_WORK TASK_: When a line of the records contains "rock", copy it.

Extracted records:
⁂

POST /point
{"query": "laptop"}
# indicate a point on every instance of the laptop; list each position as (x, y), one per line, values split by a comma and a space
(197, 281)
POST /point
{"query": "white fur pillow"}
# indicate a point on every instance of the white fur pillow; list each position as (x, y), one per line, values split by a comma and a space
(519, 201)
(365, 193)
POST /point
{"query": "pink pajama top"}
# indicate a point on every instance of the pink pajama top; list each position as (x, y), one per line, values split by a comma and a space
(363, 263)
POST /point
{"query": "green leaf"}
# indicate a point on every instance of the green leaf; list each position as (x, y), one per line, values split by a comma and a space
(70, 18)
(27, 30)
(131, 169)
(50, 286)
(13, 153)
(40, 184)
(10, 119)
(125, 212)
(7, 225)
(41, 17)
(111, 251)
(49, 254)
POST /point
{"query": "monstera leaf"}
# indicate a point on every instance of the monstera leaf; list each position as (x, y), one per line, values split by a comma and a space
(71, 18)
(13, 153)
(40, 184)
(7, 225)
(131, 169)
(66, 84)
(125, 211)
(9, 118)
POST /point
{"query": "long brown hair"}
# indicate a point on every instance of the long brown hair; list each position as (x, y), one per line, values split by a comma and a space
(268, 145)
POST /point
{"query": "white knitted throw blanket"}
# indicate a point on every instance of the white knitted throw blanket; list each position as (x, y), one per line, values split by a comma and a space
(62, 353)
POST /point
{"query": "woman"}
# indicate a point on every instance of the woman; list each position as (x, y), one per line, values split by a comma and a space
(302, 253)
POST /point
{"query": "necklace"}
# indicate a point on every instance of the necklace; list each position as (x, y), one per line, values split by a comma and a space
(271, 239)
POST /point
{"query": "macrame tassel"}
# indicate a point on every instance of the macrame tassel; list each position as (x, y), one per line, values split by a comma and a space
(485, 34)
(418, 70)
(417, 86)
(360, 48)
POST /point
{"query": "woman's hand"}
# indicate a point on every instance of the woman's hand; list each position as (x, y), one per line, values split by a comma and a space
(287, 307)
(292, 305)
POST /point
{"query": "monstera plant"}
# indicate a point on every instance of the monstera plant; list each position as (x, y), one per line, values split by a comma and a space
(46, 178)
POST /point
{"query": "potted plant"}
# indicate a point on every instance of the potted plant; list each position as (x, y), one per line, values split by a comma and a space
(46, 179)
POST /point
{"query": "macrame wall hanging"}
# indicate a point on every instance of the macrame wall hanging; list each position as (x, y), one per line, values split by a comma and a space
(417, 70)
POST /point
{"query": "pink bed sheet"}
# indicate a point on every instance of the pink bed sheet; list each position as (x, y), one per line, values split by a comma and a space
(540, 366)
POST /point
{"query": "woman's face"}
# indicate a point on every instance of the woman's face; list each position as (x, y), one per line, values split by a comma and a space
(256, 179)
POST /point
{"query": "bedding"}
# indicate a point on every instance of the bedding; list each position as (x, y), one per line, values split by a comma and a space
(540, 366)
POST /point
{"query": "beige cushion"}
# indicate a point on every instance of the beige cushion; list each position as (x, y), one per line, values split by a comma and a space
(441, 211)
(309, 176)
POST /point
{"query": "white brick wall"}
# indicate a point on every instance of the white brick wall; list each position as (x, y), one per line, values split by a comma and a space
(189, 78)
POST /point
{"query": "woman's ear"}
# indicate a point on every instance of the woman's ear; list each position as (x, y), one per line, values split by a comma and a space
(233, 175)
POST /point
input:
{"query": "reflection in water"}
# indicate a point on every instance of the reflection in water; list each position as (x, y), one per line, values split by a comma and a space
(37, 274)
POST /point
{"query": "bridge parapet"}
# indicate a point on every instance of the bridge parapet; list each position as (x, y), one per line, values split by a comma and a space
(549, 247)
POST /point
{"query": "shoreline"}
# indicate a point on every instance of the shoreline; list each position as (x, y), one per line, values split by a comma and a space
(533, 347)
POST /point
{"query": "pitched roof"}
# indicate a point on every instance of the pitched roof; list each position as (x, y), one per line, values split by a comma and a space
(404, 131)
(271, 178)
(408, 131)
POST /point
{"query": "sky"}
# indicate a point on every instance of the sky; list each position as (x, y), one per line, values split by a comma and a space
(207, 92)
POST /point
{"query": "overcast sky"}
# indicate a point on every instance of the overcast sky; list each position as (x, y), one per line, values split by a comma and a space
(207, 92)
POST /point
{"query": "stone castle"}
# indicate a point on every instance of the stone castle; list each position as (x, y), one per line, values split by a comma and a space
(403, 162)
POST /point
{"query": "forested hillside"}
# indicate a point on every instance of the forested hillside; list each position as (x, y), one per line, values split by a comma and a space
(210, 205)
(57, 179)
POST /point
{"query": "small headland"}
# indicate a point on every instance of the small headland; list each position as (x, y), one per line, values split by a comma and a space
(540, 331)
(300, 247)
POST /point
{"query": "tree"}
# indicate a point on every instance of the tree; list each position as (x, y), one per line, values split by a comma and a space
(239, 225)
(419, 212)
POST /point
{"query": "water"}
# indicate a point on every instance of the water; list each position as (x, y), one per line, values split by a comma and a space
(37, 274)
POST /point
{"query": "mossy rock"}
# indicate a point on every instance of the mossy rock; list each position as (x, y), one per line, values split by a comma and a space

⁂

_RESPONSE TO THIS TASK_:
{"query": "mossy rock"}
# indicate a point on every instance of the mossy rock; list each position as (x, y), one per line, values split by a comma and a space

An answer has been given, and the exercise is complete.